(Source data)
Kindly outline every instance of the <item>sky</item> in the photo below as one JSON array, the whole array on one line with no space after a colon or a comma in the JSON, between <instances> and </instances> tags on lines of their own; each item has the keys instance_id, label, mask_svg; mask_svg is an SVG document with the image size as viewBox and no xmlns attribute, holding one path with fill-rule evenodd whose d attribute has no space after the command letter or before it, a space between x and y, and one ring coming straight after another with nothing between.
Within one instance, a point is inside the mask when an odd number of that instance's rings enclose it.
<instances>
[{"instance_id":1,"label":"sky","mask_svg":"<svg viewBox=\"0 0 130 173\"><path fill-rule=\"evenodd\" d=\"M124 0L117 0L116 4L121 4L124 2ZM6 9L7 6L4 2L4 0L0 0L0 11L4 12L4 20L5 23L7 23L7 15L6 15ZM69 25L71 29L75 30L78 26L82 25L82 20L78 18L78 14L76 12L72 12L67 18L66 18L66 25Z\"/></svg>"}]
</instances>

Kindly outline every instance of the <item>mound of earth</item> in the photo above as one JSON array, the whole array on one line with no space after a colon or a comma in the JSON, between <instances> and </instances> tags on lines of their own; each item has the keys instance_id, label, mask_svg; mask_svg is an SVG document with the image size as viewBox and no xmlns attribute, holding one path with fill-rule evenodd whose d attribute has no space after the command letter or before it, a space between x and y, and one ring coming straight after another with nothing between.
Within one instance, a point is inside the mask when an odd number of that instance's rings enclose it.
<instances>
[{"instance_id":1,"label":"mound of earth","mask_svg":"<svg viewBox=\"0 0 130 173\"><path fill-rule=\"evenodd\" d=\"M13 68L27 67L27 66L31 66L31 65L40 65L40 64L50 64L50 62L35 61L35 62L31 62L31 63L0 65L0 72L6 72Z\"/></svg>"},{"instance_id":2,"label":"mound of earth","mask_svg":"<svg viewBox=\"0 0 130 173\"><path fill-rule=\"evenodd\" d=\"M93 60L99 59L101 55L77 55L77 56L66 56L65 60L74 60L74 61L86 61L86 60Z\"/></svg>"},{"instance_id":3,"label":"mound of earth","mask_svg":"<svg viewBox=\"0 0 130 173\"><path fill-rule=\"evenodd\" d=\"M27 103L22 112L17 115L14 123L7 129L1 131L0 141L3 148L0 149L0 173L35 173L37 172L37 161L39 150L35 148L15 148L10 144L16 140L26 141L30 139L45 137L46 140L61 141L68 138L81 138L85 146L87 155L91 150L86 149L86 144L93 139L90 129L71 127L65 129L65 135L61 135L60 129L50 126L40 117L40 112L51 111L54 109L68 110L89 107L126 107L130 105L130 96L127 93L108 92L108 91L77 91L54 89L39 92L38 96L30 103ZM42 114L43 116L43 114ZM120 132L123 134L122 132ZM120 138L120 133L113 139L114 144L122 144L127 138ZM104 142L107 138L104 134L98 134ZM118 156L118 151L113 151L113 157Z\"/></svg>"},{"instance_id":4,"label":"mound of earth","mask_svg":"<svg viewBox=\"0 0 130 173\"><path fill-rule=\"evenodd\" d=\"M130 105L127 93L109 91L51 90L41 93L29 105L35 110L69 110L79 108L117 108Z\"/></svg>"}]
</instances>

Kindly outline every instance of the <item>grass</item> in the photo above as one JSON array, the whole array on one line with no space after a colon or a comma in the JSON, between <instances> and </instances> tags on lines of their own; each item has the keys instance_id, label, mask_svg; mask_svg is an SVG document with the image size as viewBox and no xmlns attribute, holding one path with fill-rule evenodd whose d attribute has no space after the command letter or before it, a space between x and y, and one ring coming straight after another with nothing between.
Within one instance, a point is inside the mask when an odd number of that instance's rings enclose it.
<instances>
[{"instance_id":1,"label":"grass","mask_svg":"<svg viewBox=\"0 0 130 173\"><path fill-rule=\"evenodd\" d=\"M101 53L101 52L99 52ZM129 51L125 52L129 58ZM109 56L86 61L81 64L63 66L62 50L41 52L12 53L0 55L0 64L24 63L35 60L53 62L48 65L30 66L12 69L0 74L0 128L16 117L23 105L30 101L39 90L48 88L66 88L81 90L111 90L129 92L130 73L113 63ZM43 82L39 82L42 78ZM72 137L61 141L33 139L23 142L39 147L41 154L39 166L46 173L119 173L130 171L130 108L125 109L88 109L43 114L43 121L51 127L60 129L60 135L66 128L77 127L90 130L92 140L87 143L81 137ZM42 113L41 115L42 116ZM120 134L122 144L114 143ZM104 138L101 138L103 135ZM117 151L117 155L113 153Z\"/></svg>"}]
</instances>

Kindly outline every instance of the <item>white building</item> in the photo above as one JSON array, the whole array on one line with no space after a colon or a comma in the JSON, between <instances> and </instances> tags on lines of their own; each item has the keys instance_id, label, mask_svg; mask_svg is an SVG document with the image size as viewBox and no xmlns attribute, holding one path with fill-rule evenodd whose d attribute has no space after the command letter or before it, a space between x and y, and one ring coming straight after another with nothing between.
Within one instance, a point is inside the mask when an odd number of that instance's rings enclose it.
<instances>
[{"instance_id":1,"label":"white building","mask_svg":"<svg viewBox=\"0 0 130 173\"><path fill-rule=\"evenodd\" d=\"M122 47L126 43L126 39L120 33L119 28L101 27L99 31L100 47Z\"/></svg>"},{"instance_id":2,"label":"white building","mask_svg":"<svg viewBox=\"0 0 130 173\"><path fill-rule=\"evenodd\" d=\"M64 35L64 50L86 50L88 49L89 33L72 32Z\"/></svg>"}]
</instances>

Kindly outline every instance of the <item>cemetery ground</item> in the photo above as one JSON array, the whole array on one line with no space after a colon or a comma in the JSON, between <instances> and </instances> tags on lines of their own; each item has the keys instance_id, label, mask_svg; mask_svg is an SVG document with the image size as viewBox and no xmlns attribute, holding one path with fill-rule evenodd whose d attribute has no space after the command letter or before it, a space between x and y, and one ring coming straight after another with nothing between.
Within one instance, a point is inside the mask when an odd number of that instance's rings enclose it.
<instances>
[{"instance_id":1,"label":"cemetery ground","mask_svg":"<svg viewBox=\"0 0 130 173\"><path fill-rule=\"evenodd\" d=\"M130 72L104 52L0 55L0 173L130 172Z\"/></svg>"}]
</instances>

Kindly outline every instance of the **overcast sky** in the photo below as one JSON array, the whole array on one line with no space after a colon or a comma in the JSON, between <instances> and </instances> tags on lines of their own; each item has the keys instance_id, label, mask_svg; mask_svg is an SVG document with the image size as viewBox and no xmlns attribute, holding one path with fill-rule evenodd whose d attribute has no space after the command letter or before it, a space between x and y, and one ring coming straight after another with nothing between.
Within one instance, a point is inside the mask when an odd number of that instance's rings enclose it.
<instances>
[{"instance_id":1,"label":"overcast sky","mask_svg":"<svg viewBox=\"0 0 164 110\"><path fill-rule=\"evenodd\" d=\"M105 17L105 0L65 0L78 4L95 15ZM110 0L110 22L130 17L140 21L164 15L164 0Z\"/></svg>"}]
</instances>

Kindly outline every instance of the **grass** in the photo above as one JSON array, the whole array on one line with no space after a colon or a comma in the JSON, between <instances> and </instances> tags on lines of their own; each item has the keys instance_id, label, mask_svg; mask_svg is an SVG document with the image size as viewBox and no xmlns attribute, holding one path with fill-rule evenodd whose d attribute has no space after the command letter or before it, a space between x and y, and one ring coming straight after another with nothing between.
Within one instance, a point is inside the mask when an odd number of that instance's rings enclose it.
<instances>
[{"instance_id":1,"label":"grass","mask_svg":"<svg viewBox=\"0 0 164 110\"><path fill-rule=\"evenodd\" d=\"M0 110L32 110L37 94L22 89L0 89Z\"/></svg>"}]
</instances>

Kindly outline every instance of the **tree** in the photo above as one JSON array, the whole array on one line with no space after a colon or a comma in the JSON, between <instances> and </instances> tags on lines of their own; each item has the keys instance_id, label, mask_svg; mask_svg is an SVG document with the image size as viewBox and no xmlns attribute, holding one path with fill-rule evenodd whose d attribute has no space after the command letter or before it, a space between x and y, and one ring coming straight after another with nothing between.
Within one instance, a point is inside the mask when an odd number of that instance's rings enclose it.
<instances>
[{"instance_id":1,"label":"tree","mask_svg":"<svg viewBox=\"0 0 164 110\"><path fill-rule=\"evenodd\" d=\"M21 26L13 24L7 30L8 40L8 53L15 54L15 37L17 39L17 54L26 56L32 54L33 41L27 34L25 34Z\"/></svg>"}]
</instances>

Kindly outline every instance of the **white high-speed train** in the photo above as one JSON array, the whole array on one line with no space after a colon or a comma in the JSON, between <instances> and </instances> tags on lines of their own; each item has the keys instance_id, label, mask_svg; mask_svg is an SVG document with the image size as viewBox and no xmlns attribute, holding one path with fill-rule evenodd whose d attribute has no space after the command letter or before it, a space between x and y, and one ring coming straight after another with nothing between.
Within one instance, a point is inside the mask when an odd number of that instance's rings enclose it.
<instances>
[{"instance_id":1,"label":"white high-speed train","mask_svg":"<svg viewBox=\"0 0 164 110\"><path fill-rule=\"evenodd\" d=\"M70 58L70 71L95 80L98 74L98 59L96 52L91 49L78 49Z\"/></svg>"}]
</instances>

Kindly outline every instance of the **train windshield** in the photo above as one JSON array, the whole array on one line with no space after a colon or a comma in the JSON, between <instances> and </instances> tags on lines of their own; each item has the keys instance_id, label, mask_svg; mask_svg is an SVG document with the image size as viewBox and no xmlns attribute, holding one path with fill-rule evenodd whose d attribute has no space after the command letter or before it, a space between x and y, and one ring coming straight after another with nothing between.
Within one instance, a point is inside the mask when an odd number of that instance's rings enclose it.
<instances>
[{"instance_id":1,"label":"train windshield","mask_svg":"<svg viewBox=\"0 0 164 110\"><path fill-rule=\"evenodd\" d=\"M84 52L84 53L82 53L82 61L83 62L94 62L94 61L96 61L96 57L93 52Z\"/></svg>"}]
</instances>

Exercise ->
Pull out every line of the source data that contains the string "ground" and list those lines.

Answer to the exercise ->
Kindly outline every instance of the <item>cemetery ground</item> in the photo above as one JSON array, the whole array on one line with no space after a colon or a comma in the JSON, between <instances> and </instances> tags on lines of their own; each item has the keys instance_id, label, mask_svg; mask_svg is an SVG document with the image size as viewBox and no xmlns attribute, holding one path with fill-rule evenodd whose d attribute has no space after the command letter or before it, a space between x and y, and one ring coming straight after another with nothing between.
[{"instance_id":1,"label":"cemetery ground","mask_svg":"<svg viewBox=\"0 0 130 173\"><path fill-rule=\"evenodd\" d=\"M130 72L104 52L0 55L0 173L130 172Z\"/></svg>"}]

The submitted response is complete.